• **TESTO PROPOSTO**

────────────────

Corriere del Mezzogiorno (Puglia)
MORIRE DI POVERTÀ NELL’INDIFFERENZA
Quando muoiono due senzatetto c’è poco da dibattere. Bari deve specchiarsi moralmente nella sua indifferenza. La cinica indifferenza di un mercato immobiliare cattivo con chi non ce la fa, con i poveri con e senza lavoro. Questi senzatetto non sappiamo se aumentino, ma di certo si distribuiscono ben oltre il Murattiano, anche perché scacciati in malo modo da altri, più centrali rioni. Persone, esseri umani nati o caduti nella rete uncinante della fame, della malattia, dell’alcolismo. Chi sono questi nostri conviventi? Chi sono questi ospiti a cui non diamo ristoro, né conforto, né lavoro? Non comprendiamo, perché privi di umana compassione, che ogni senzatetto è davvero lo specchio nel quale si riflette una città con le sue velleità. È velleitario, infatti, pensarsi con grandi visioni abitative se poi nelle strade c’è chi fa del cielo un tetto e di un cartone un letto. È velleitario pensare alle sole periferie come centro di aggregazione dei poveri, quando è in centro che insorge la segregazione dei poveri: poveri che ti raccontano senza pudore la loro esistenza con la loro ossuta presenza. È infine velleitario ridurre le questioni sociali a fatti emergenziali quando le tendenze alla povertà e all’apartheid contro i poveri sono in atto da quando non produciamo più lavoro lungo e stabile.

────────────────

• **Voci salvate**
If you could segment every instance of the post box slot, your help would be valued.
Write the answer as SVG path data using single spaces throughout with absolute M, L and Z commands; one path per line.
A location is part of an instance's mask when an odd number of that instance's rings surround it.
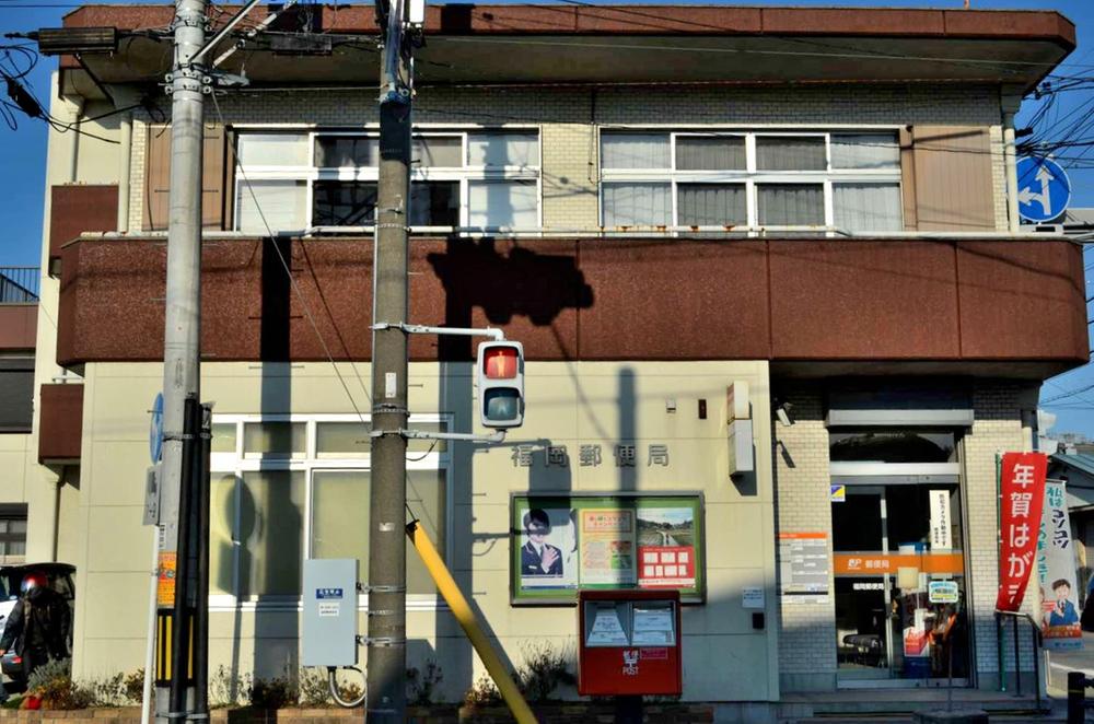
M 585 645 L 629 646 L 630 604 L 627 602 L 585 602 Z
M 675 646 L 676 604 L 671 600 L 635 602 L 630 643 L 632 646 Z

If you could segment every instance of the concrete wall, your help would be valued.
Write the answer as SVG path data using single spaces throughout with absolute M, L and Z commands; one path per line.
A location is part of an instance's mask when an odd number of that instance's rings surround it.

────────────────

• **COMPITO A**
Traduci in inglese questa frase dell'editoriale sui senzatetto di Bari: "È velleitario, infatti, pensarsi con grandi visioni abitative se poi nelle strade c'è chi fa del cielo un tetto e di un cartone un letto."
• **COMPITO B**
Quali mali formano la "rete uncinante" in cui, secondo l'editoriale sui senzatetto di Bari, queste persone sono nate o cadute? Elencali tutti.
• **COMPITO C**
Riscrivi per favore in forma di elenco puntato, più breve, il paragrafo dell'editoriale sui senzatetto di Bari che inizia con "Quando muoiono due senzatetto", mantenendone i fatti principali.

• **RISPOSTA A**
It is wishful thinking, in fact, to picture oneself with grand housing visions if then, in the streets, there are those who make the sky a roof and a piece of cardboard a bed.

• **RISPOSTA B**
- La fame
- La malattia
- L'alcolismo

• **RISPOSTA C**
- La morte di due senzatetto lascia poco da dibattere: Bari deve guardarsi moralmente nello specchio della propria indifferenza.
- Si tratta dell'indifferenza cinica di un mercato immobiliare duro con i poveri, con e senza lavoro.
- Non si sa se i senzatetto aumentino, ma si trovano ben oltre il Murattiano, anche perché cacciati da rioni più centrali.
- Sono persone nate o cadute nella fame, nella malattia e nell'alcolismo, a cui non si danno ristoro, conforto né lavoro.
- Ogni senzatetto è lo specchio di una città e delle sue velleità.
- È velleitario:
  - immaginare grandi visioni abitative mentre c'è chi dorme in strada su un cartone;
  - considerare solo le periferie come luogo di aggregazione dei poveri, quando la loro segregazione nasce in centro;
  - ridurre le questioni sociali a emergenze, quando povertà e apartheid contro i poveri sono in atto da quando non si produce più lavoro lungo e stabile.